— START OF Supplied entries —

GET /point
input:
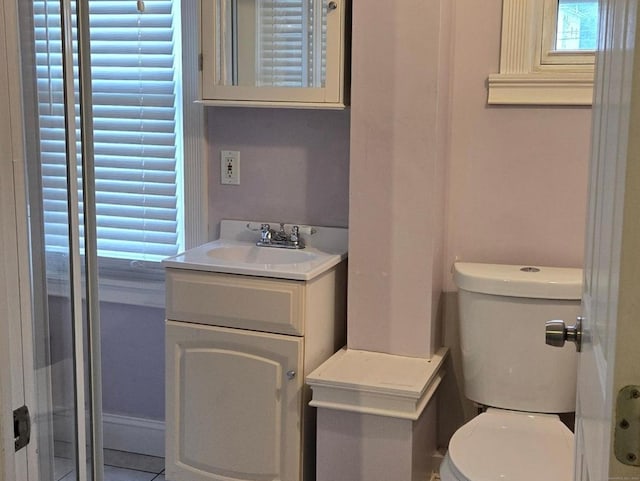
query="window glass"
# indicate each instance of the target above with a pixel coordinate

— END OF Supplied entries —
— START OF Supplied entries —

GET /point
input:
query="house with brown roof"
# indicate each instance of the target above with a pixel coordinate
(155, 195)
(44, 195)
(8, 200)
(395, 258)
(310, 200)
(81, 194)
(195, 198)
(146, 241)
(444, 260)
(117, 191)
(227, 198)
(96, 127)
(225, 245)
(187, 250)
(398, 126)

— END OF Supplied entries —

* [Exercise brief] Locate every line above that contains the string "query", matching case exactly, and copy each such line.

* [Response to this task]
query="window glass"
query="house with brown roof"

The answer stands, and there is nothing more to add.